(TRECHO DO DOCUMENTO)
● ● ● ● ● ● ●

Pernambuco - Crianças e adolescentes encaminhados a casas de acolhimento do Recife convivem com a superlotação e dificuldades de ver garantido seu direito à convivência familiar, de acordo com estudo apresentado no Centro de Ciências Jurídicas da Universidade Federal de Pernambuco (UFPE) pela juíza Ana Paula Lira Melo, da 1ª Vara da Infância do Recife.
Havia 20 casas de acolhida em 2011 no município. Atualmente há 12. Metade está superlotada, de acordo com o Núcleo de Orientação e Fiscalização de Entidades (Nofe) da 1º Vara da Infância e Juventude do Recife. Atualmente, há 245 vagas e 240 acolhidos no município, mas o número pode variar em função de menores que usam as dependências esporadicamente para dormir ou comer e não têm o local como residência fixa.
Já não há capacidade para receber bebês (de 0 a 3 anos), grupos de irmãos de grande diferença de idade e de ambos os sexos no município. Há vagas apenas em casas que atendem apenas um dos sexos, crianças e adolescentes em situação de rua ou com histórico de envolvimento com drogas.
Sem vagas, é preciso encaminhar as crianças e adolescentes retiradas de suas casas para unidades inadequadas ao seu perfil ou localizadas em outros município, o que vai contra a tentativa de mantê-las próximas às suas famílias para a tentativa de retorno ao lar.
A lei de adoção (12.010/2009) estabelece como prioridade a reinserção das crianças e adolescentes encaminhados às casas de acolhidas à convivência familiar original. A convivência familiar é fundamental para a formação da personalidade e sua constituição como cidadão, diz Ana Paula Lira Melo, autora da dissertação de mestrado. A municipalização do serviço seria um incentivo para manter esta proximidade enquanto a família se reestrutura para voltar a receber a criança. Se a família não consegue se reorganizar neste prazo, a alternativa é a adoção.
A lei caracteriza também como “temporário e excepcional” o acolhimento institucional, com prazo máximo de dois anos. Mas o prazo não é cumprido, por exemplo, nas duas das casas de acolhimento do Recife dedicadas ao atendimento de crianças e adolescentes com necessidades especiais (problemas neuromotores e neurológicos).
Uma delas tem capacidade para receber 40 pessoas, mas abriga mais do que isso - sendo que 32 delas já têm mais de 18 anos. Algumas chegaram ainda crianças e, sem adoção ou possibilidade de reinserção na família, seguem no convívio das pessoas com quem desenvolveram vínculos ao longo da vida. Segundo o Nofe, os maiores de 18 anos, com ou sem necessidades especiais, devem ser encaminhados a repúblicas, mas o município não conta com este tipo de serviço. Na outra casa, há 15 vagas e 17 moradores. Parte deles não possui necessidades especiais, mas deve ficar junto aos irmãos que precisam de acompanhamento.

● ● ● ● ● ● ●

(DADOS FORNECIDOS)
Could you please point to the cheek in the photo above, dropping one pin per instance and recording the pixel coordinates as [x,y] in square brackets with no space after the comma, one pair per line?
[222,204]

● ● ● ● ● ● ●

(TAREFAS ESCRITAS)
**A)** Reproduza o trecho do texto sobre as casas de acolhimento do Recife de "Havia 20 casas" até "como residência fixa.".
**B)** De acordo com o texto sobre as casas de acolhimento do Recife, quantas casas de acolhida havia no município em 2011?

(RESPOSTAS POR TAREFA)
**A)**
Havia 20 casas de acolhida em 2011 no município. Atualmente há 12. Metade está superlotada, de acordo com o Núcleo de Orientação e Fiscalização de Entidades (Nofe) da 1º Vara da Infância e Juventude do Recife. Atualmente, há 245 vagas e 240 acolhidos no município, mas o número pode variar em função de menores que usam as dependências esporadicamente para dormir ou comer e não têm o local como residência fixa.

**B)** Havia 20 casas de acolhida no município em 2011.